TASKS TO PERFORM:
1. Decide whether each statement below agrees with the interview excerpt about the speaker's mother. Answer yes or no for each, and quote the deciding words of the text. (a) The mother was tall. (b) The speaker slid down the hill while sitting on a bag. (c) The father often scolded the speaker.
2. Summarize the interview excerpt about the speaker's mother below in two sentences.
3. Resume the interview excerpt about the speaker's mother from the point where it stops, before the lines below.

# Start of EXCERPTED PASSAGE

Tag #149696 - Interview #98226 (Berta Pando)

Selected text
My mother Fortunae Yako Revy Dzhaldeti (1912-1981) was a humble and sensible woman. She was of medium height, with black hair, very agile and very laborious. She seemed very pretty to me and to my father, I guess, as he wanted to marry her so badly… She used to tell me off from time to time, she even slapped me because I wasn’t a very good child. I was pretty wild to be honest. My knees were always bruised. I used to fall all the time, or hit myself… I was playing together with the boys. As the Jewish School was in the lower parts of the town, and it was snowing, and there was a lot of snow at that time, mind you, I would put the bag on the ground, sit on it and slide down the hill. It was like a real slide. Mum would always warn me not to tear my clothes on that slide. One year the bag simply couldn’t take it any more. We used to also go on top of the Toundzha River because it was nearby and would invariably freeze in winter so we used to go there to slide. Mum was always telling me off, especially when she had got fidgets. She was very angry because she worked too much. Dad didn’t use to tell me off at all.

# End of EXCERPTED PASSAGE
# Start of EXTRACTED INFORMATION

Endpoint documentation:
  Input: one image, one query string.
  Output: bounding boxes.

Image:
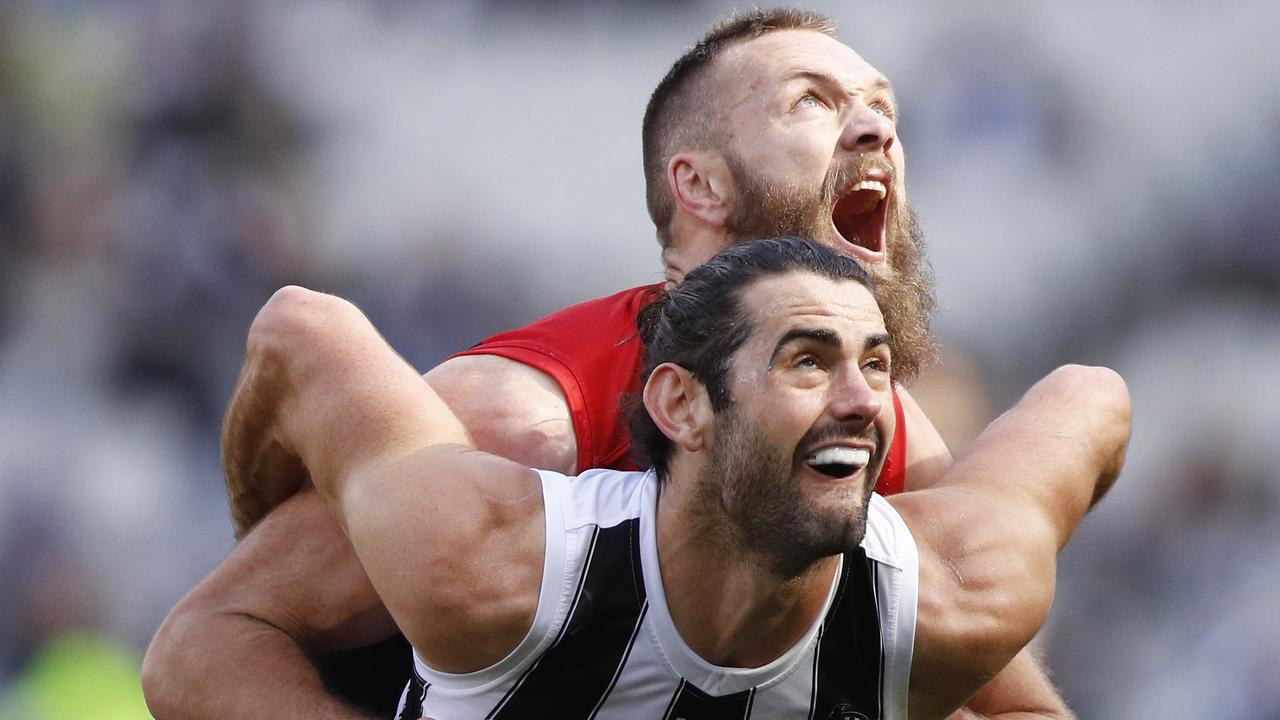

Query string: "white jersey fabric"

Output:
[397,470,919,720]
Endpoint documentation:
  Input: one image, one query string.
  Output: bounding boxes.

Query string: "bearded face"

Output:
[727,154,937,380]
[698,394,886,578]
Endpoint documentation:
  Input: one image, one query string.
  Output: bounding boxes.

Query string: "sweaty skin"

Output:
[215,285,1129,719]
[143,18,1070,720]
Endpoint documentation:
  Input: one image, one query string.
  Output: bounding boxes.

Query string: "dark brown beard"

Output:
[727,155,937,383]
[695,402,887,579]
[876,202,938,383]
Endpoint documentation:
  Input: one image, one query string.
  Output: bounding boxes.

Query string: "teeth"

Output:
[849,181,888,200]
[805,447,872,468]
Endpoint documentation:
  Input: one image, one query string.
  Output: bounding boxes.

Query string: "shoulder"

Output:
[458,284,662,355]
[425,355,577,471]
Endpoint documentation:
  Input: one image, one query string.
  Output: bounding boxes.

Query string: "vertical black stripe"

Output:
[490,519,645,720]
[588,600,649,720]
[812,547,883,720]
[396,666,431,720]
[666,680,755,720]
[485,527,600,720]
[809,622,840,720]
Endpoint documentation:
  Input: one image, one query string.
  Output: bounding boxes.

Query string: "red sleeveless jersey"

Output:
[454,284,906,495]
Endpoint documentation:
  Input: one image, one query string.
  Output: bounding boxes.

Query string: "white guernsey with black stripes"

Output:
[397,470,919,720]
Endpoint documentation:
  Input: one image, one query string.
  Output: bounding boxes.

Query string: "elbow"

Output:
[142,607,188,720]
[248,286,332,357]
[1055,365,1133,507]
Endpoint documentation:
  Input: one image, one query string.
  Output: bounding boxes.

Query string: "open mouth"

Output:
[804,446,872,479]
[831,178,891,261]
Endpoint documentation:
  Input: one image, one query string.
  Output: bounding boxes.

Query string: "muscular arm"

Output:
[143,302,577,720]
[891,366,1129,717]
[142,489,396,720]
[897,386,1073,720]
[229,288,545,671]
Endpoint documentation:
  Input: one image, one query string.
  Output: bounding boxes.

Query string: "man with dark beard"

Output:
[143,10,1069,720]
[202,238,1129,720]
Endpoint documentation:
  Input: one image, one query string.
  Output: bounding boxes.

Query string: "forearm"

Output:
[947,647,1075,720]
[142,594,370,720]
[143,489,399,720]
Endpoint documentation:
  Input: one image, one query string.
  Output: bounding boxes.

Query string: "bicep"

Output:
[425,355,579,474]
[890,487,1057,716]
[339,446,545,673]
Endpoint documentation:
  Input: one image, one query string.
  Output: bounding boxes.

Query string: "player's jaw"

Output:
[728,155,901,274]
[823,155,895,269]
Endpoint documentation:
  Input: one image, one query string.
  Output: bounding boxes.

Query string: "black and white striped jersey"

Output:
[397,470,919,720]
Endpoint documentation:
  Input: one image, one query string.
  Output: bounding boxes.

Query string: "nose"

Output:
[840,104,897,152]
[827,372,881,427]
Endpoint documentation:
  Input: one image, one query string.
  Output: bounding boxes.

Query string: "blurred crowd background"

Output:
[0,0,1280,720]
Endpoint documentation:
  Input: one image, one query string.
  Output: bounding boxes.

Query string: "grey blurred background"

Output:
[0,0,1280,720]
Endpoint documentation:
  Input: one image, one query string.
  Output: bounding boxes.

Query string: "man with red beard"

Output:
[145,10,1069,720]
[199,237,1129,720]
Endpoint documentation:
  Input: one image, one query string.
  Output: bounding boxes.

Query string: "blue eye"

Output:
[796,92,823,108]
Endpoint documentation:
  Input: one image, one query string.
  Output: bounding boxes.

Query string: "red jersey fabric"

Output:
[454,284,906,495]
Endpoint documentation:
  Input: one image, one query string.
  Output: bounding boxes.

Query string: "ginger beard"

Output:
[698,400,887,578]
[726,152,937,382]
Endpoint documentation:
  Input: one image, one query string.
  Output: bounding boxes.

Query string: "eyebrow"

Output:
[863,333,893,352]
[769,328,893,366]
[769,328,845,366]
[782,68,897,105]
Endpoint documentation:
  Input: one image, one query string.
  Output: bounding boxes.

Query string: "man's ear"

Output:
[643,363,712,452]
[667,150,733,227]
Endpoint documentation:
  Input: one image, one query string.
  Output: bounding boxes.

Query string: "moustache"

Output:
[795,421,884,461]
[822,154,893,205]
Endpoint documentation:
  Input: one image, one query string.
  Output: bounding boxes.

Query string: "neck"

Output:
[657,480,840,667]
[662,217,733,290]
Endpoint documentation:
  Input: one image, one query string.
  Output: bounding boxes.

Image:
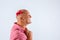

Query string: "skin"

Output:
[16,9,32,40]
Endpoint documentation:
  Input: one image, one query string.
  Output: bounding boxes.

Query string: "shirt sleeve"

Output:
[13,30,21,40]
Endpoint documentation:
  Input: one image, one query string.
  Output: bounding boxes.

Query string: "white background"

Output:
[0,0,60,40]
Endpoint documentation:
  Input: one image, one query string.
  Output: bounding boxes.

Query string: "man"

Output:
[10,9,32,40]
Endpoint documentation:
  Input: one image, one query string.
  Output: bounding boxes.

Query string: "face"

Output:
[17,13,31,25]
[26,13,31,24]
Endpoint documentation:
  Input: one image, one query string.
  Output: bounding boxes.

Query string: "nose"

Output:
[29,15,31,18]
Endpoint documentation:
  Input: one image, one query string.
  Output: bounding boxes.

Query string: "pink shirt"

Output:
[10,24,27,40]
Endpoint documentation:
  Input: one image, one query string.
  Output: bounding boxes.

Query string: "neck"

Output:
[17,21,26,30]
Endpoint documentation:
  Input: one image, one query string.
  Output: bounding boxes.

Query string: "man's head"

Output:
[16,9,31,25]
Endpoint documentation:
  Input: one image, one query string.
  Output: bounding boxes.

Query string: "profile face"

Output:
[17,10,31,25]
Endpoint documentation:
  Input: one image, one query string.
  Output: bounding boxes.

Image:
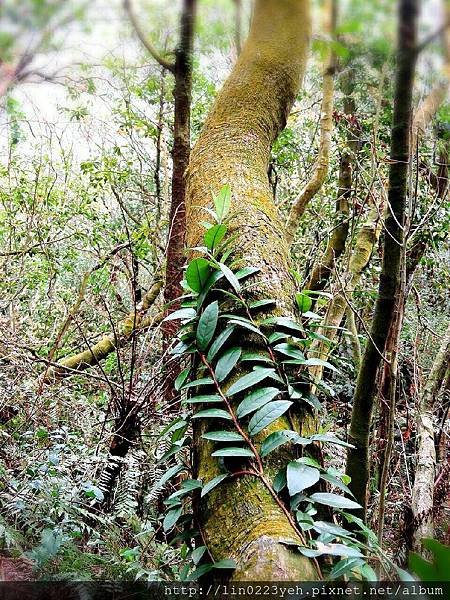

# End of EXTRACTED INFORMATION

ANSWERS TO THE EXERCISES:
1.
(a) No: "She was of medium height"
(b) Yes: "I would put the bag on the ground, sit on it and slide down the hill"
(c) No: "Dad didn’t use to tell me off at all."

2. The speaker's mother, Fortunae Yako Revy Dzhaldeti (1912-1981), was a humble, sensible, agile and hardworking woman who would scold and sometimes slap the speaker, who admits to being a wild child. The speaker played with the boys, slid downhill on a school bag in the snow and slid on the frozen Toundzha River; the mother, angry from overwork, often scolded the speaker, but the father never did.

3.
My mother was an excellent cook and from her I learned how to prepare very nice pastel. You sift half a kilo of flour with a packet of baking powder, a little salt and one egg. After that I make a little well in the middle of the flour heap. In it I pour half a cup of vegetable oil, even a bit more and half a cup of yogurt with half a spoonful of baking soda stirred in it. I knead soft dough. I separate it into two parts – one of them slightly bigger than the other, I knead it into a ball and with the bigger rolling pin or a bottle, if you don’t have a rolling pin, I roll out the dough to fit the baking dish. I use medium size baking dish. The bigger ball of dough I flat out and put on top – in that way I’m sure the filling will not drip out. I put the filling, roll out the other sheet of dough and put it on top. When I put the first sheet of dough in the baking dish I make some holes in it with a fork – so that the dough wouldn’t rise and the air wouldn’t go out.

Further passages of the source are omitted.